Problem to work on:
Using the entries below, return word for word the lines from the one containing "Query: athletic sock" up to and including the last.

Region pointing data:

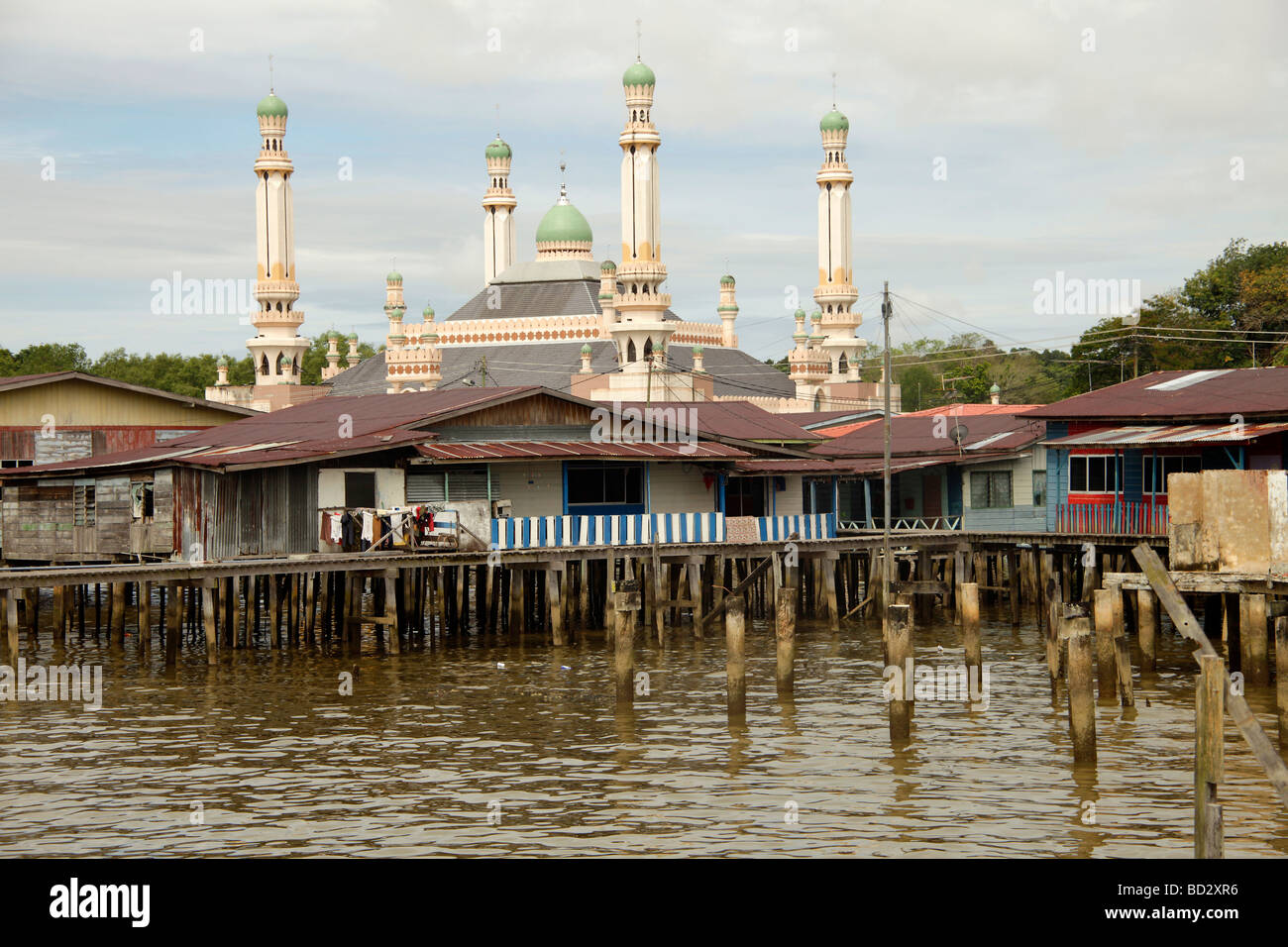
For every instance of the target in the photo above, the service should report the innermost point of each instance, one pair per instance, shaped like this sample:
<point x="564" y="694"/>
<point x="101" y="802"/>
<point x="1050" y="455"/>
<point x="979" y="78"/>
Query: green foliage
<point x="187" y="375"/>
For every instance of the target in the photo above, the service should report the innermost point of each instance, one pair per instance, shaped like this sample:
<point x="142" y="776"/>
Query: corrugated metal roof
<point x="735" y="419"/>
<point x="507" y="450"/>
<point x="1138" y="436"/>
<point x="553" y="364"/>
<point x="1180" y="395"/>
<point x="915" y="434"/>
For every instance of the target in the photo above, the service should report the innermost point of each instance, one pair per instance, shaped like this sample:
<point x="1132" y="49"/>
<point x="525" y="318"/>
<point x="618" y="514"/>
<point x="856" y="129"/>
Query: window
<point x="1094" y="474"/>
<point x="609" y="484"/>
<point x="1158" y="470"/>
<point x="1039" y="487"/>
<point x="82" y="504"/>
<point x="443" y="486"/>
<point x="141" y="500"/>
<point x="991" y="489"/>
<point x="360" y="489"/>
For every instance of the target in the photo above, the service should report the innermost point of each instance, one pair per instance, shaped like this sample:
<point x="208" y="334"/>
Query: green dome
<point x="638" y="73"/>
<point x="563" y="223"/>
<point x="271" y="107"/>
<point x="833" y="121"/>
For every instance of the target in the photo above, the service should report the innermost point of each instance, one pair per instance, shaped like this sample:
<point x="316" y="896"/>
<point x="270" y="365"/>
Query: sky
<point x="993" y="146"/>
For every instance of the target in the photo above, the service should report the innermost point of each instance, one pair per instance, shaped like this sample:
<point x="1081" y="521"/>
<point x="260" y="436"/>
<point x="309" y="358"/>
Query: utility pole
<point x="887" y="573"/>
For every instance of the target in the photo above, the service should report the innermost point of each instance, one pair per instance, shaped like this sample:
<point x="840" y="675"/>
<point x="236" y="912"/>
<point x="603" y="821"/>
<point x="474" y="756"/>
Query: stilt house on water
<point x="469" y="468"/>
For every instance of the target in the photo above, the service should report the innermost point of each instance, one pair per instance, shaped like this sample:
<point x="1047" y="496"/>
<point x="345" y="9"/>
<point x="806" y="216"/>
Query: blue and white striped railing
<point x="809" y="526"/>
<point x="552" y="532"/>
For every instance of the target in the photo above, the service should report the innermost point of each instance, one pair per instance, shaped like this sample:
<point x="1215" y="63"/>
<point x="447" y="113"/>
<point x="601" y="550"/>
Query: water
<point x="446" y="751"/>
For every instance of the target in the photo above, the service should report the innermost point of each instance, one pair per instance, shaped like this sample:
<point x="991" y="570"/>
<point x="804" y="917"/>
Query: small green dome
<point x="638" y="73"/>
<point x="497" y="149"/>
<point x="833" y="121"/>
<point x="270" y="107"/>
<point x="563" y="223"/>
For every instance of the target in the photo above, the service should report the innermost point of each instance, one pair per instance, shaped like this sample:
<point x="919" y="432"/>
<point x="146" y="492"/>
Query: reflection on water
<point x="483" y="748"/>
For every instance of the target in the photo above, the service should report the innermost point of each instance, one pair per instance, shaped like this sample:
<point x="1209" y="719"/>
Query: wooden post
<point x="1209" y="757"/>
<point x="174" y="624"/>
<point x="145" y="616"/>
<point x="1013" y="567"/>
<point x="11" y="621"/>
<point x="900" y="622"/>
<point x="970" y="628"/>
<point x="554" y="598"/>
<point x="1282" y="677"/>
<point x="1253" y="656"/>
<point x="1082" y="702"/>
<point x="785" y="634"/>
<point x="625" y="604"/>
<point x="828" y="569"/>
<point x="1107" y="659"/>
<point x="1146" y="629"/>
<point x="207" y="612"/>
<point x="735" y="672"/>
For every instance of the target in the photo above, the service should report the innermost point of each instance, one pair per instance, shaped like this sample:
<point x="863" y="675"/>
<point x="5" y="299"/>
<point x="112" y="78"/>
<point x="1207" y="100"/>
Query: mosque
<point x="600" y="330"/>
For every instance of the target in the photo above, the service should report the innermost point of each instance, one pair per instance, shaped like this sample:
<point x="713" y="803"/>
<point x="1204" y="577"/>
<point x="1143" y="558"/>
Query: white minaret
<point x="277" y="348"/>
<point x="498" y="204"/>
<point x="640" y="307"/>
<point x="836" y="292"/>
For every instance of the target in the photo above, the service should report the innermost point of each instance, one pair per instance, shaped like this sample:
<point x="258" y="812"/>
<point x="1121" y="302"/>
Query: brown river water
<point x="494" y="749"/>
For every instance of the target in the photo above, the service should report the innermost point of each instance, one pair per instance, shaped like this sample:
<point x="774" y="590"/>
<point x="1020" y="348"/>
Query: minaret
<point x="836" y="292"/>
<point x="728" y="311"/>
<point x="333" y="356"/>
<point x="498" y="204"/>
<point x="606" y="291"/>
<point x="640" y="307"/>
<point x="277" y="350"/>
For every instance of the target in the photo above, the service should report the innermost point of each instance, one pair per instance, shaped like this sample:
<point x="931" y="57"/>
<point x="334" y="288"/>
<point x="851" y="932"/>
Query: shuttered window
<point x="426" y="487"/>
<point x="991" y="489"/>
<point x="449" y="486"/>
<point x="82" y="504"/>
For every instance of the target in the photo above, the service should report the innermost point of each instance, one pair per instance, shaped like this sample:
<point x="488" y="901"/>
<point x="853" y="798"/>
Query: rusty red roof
<point x="735" y="419"/>
<point x="930" y="434"/>
<point x="518" y="450"/>
<point x="1214" y="394"/>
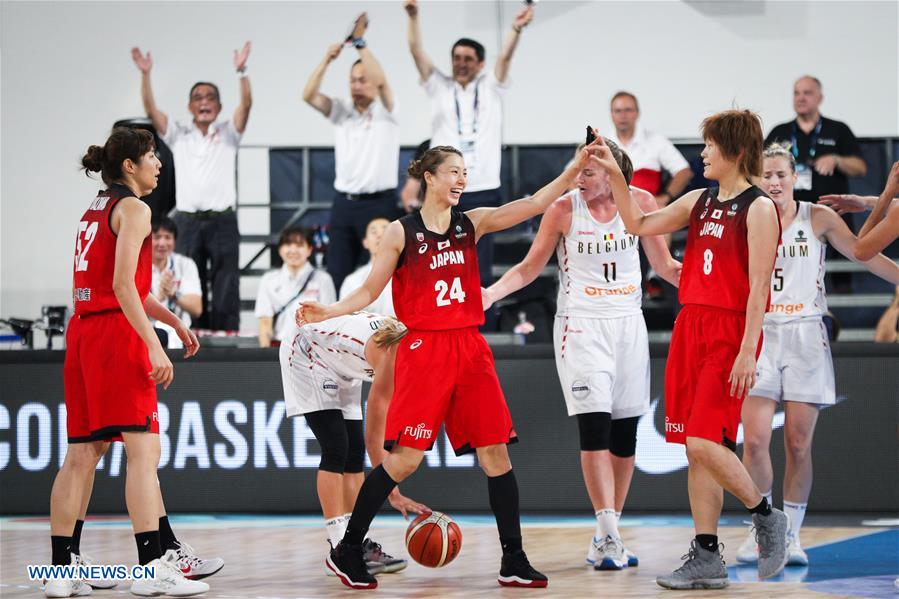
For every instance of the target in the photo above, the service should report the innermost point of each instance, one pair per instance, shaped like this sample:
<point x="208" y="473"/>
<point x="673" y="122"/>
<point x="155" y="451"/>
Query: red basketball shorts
<point x="447" y="377"/>
<point x="698" y="402"/>
<point x="107" y="380"/>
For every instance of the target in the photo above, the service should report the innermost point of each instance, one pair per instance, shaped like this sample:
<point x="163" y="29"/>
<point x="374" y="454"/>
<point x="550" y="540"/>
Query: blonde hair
<point x="781" y="150"/>
<point x="390" y="332"/>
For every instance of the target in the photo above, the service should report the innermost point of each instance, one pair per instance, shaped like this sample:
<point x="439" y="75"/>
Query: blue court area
<point x="863" y="566"/>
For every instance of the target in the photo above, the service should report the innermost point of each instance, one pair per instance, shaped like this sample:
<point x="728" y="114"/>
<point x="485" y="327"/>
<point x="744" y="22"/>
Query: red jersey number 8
<point x="89" y="232"/>
<point x="455" y="292"/>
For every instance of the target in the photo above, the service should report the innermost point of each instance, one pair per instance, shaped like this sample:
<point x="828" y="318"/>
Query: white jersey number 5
<point x="455" y="292"/>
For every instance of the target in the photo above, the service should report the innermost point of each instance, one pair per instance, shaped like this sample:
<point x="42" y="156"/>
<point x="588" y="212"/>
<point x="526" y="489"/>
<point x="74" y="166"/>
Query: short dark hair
<point x="301" y="235"/>
<point x="624" y="94"/>
<point x="218" y="96"/>
<point x="166" y="224"/>
<point x="470" y="43"/>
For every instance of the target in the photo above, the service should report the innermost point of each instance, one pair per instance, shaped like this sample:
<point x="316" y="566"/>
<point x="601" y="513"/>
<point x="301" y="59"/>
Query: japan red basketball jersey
<point x="95" y="248"/>
<point x="716" y="260"/>
<point x="436" y="285"/>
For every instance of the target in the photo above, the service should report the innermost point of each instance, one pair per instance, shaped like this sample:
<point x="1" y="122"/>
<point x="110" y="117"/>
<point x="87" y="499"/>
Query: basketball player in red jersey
<point x="444" y="369"/>
<point x="731" y="245"/>
<point x="114" y="361"/>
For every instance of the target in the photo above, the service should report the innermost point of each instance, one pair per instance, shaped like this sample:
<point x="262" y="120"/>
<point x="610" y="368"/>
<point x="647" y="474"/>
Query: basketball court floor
<point x="269" y="557"/>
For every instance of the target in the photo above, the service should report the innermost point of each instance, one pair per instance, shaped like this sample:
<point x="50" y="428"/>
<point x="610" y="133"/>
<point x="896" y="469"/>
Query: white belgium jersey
<point x="338" y="344"/>
<point x="797" y="285"/>
<point x="599" y="267"/>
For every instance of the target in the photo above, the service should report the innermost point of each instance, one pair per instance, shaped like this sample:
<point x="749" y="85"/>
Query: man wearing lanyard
<point x="826" y="151"/>
<point x="466" y="112"/>
<point x="366" y="151"/>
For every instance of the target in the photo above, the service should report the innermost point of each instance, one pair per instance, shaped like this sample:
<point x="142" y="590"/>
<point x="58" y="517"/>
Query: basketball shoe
<point x="347" y="562"/>
<point x="516" y="571"/>
<point x="771" y="536"/>
<point x="192" y="566"/>
<point x="169" y="580"/>
<point x="702" y="569"/>
<point x="374" y="554"/>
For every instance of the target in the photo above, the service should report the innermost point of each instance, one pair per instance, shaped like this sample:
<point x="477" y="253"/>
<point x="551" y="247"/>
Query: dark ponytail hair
<point x="428" y="163"/>
<point x="123" y="144"/>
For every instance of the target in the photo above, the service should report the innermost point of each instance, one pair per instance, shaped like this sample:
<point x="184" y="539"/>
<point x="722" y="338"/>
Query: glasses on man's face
<point x="200" y="97"/>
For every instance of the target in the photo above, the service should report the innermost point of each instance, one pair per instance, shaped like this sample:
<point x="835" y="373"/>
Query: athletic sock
<point x="148" y="547"/>
<point x="76" y="537"/>
<point x="62" y="550"/>
<point x="607" y="524"/>
<point x="503" y="492"/>
<point x="763" y="508"/>
<point x="708" y="542"/>
<point x="167" y="538"/>
<point x="372" y="495"/>
<point x="796" y="512"/>
<point x="336" y="529"/>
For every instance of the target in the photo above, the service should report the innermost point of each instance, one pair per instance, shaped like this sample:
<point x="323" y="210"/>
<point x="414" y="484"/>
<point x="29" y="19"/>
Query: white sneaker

Output:
Query: athletic sock
<point x="148" y="547"/>
<point x="76" y="537"/>
<point x="62" y="550"/>
<point x="607" y="524"/>
<point x="503" y="492"/>
<point x="763" y="508"/>
<point x="708" y="542"/>
<point x="167" y="538"/>
<point x="372" y="495"/>
<point x="796" y="512"/>
<point x="336" y="529"/>
For every instance of the target in the photo above, the service should report the innermost point of each instance, one pair per instance, shaped like this sample:
<point x="323" y="210"/>
<point x="414" y="484"/>
<point x="29" y="19"/>
Query: white sneaker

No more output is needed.